## Exercise prompt
Can you give this data again with each "concrete sidewalk" swapped for "paved walkway", everything else left as is and the pictures left out?

====== Raw data ======

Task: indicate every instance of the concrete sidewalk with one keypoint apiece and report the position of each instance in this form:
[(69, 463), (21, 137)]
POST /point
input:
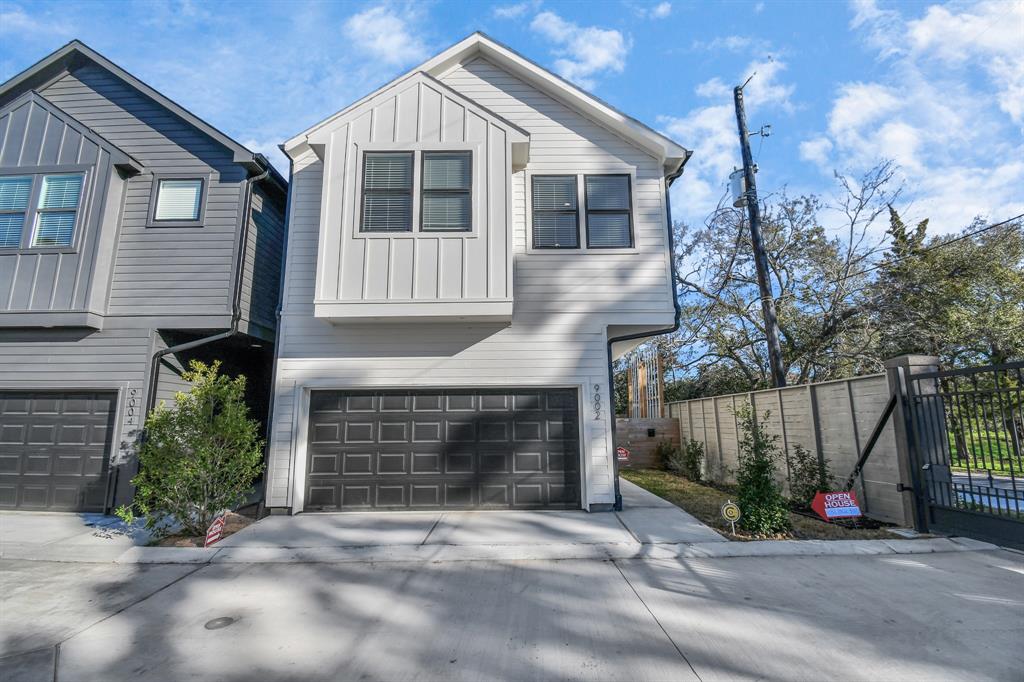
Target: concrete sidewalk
[(938, 616), (647, 527)]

======

## The result
Task: indicate every instance of the paved walkway with one keypoint apiece and report the position of each instance in this form:
[(69, 463), (21, 137)]
POST /point
input:
Target: paved walkway
[(938, 616), (647, 527)]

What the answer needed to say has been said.